** Material provided follows **
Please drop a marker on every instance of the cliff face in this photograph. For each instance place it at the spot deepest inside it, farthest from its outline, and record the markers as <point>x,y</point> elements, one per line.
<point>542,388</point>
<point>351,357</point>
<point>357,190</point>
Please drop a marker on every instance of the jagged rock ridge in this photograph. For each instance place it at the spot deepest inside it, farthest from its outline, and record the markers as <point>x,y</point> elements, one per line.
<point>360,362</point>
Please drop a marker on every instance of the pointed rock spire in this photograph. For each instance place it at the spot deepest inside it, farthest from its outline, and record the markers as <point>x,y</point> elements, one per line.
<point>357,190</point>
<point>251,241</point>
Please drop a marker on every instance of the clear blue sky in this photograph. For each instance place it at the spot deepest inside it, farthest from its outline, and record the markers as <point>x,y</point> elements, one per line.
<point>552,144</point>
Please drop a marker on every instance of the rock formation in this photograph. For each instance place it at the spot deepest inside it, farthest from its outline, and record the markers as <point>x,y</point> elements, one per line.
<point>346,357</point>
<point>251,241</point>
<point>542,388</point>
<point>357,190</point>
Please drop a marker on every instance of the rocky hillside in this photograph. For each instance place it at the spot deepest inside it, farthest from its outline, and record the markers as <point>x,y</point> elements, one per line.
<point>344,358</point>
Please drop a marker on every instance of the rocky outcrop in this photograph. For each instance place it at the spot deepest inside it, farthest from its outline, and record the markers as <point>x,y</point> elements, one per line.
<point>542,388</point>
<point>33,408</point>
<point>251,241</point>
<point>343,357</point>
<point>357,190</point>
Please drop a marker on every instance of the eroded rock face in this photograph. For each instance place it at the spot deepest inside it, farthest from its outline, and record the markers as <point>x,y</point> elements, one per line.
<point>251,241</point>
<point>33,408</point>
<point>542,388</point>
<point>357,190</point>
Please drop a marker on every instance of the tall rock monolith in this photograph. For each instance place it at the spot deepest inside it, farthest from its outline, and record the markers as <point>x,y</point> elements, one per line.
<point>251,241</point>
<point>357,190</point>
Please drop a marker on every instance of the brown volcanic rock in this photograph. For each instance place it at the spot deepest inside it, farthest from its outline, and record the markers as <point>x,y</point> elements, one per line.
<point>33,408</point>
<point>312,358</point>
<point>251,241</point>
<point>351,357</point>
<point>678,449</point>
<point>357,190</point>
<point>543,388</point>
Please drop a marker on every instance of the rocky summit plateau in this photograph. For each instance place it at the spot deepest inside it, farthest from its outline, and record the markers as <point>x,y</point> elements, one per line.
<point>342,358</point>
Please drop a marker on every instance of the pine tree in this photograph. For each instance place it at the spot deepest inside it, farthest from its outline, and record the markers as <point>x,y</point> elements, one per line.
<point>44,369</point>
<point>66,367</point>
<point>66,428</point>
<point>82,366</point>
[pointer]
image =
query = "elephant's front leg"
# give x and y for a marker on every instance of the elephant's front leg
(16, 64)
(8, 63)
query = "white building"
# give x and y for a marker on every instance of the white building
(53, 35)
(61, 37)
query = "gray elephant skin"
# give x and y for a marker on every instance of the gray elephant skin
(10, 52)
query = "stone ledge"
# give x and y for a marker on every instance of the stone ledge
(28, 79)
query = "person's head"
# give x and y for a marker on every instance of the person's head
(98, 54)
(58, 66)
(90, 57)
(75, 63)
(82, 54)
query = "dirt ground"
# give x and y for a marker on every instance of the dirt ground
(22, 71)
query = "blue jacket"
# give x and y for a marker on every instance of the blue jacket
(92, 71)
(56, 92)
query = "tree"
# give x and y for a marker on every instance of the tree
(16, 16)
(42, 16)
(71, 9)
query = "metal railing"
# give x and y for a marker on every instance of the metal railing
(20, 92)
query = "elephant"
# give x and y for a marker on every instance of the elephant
** End of Material provided **
_Task statement_
Restate the data above exactly, keeping each word as it stands.

_Final answer_
Please drop a marker on every instance of the cliff face in this photograph. For each instance place it at the spot deepest inside it, farthest from its outline, and record the markers as <point>x,y</point> elements, one per line.
<point>542,388</point>
<point>351,357</point>
<point>357,190</point>
Please drop a marker on every instance of the jagged rock ridge in this photograph. For each instance place it at the spot deepest inside it, farthest from its outline, and record the markers as <point>x,y</point> elements, one per line.
<point>360,362</point>
Please drop a marker on every instance of the pointed rock spire in this photograph. For each instance place it at the spot deepest inside it, farthest from its outline, and record the markers as <point>x,y</point> elements, one per line.
<point>357,190</point>
<point>251,241</point>
Please drop a marker on every instance of the clear blue sky in this photograph. For each instance place it at the spot deepest inside it, farthest from its outline, and record the markers as <point>x,y</point> elements, one per line.
<point>552,144</point>
Please drop a marker on every instance of the rock formation in this photograph. For each instance place it at the spot deepest inside it, farthest from its outline, and record the markers as <point>x,y</point> elements, one per line.
<point>346,357</point>
<point>251,241</point>
<point>542,388</point>
<point>357,190</point>
Please drop a marker on every instance of the rocky hillside in this photograph. For each instance place it at the spot deepest inside it, farthest from its outline, and record the markers as <point>x,y</point> elements, one per line.
<point>344,358</point>
Please drop a marker on every instance of the rocky outcrop in this photograph. For each instance place it at the spot deepest inside it, farthest from its outline, and record the markers as <point>x,y</point> elements, one per line.
<point>542,388</point>
<point>33,408</point>
<point>251,241</point>
<point>343,357</point>
<point>357,190</point>
Please drop a marker on every instance of the eroded rock face in this photograph. For each instance place it at the spot deepest inside it, farthest from its outline, and record the markers as <point>x,y</point> elements, one per line.
<point>251,241</point>
<point>33,408</point>
<point>542,388</point>
<point>357,190</point>
Please drop a marker on every instance of the tall rock monolith in this photograph. For each instance place it at the spot deepest inside it, farthest from its outline, and record the markers as <point>x,y</point> elements, one per line.
<point>251,241</point>
<point>357,190</point>
Please drop a marker on every instance of the brown volcanic rock in this photograph. For each instance place it at the spot deepest inside it, farthest from its outline, and record the markers as <point>x,y</point> elements, one per line.
<point>33,408</point>
<point>312,358</point>
<point>251,241</point>
<point>351,357</point>
<point>678,449</point>
<point>357,190</point>
<point>543,388</point>
Please drop a marker on every instance of the rocky summit plateau in this photograph. For each instance place it at the spot deepest inside it, farthest from its outline, and record the markers as <point>x,y</point> elements, one per line.
<point>342,358</point>
Please drop a marker on every instance of the pine tree in this photograph. For each instance place it at the spot deepest inside it, farthest from its outline, and record the markers as <point>x,y</point> elements, one per line.
<point>44,369</point>
<point>66,367</point>
<point>66,428</point>
<point>82,366</point>
[pointer]
image =
query = "elephant's front leg"
# give x and y for a marker on every instance of the elephant's front leg
(16, 64)
(8, 63)
query = "white building"
# give x and y for a marker on every instance of the white building
(53, 35)
(61, 37)
query = "gray elephant skin"
# give x and y for a marker on every instance of the gray elephant skin
(10, 52)
query = "stone ledge"
# give x and y for a marker on every instance of the stone ledge
(28, 79)
query = "person's head"
# give x and y for a marker on every instance of the person's head
(98, 54)
(58, 66)
(90, 57)
(75, 63)
(82, 54)
query = "dirt ground"
# give x and y for a marker on every instance of the dirt ground
(22, 71)
query = "blue jacket"
# give x and y for a marker on every instance of the blue jacket
(92, 71)
(56, 92)
query = "tree"
# give x and y for a marker on every instance of the tree
(16, 16)
(42, 16)
(71, 9)
query = "metal railing"
# give x and y for a marker on every instance of the metal railing
(20, 92)
query = "elephant"
# give x and y for a marker on every instance of the elephant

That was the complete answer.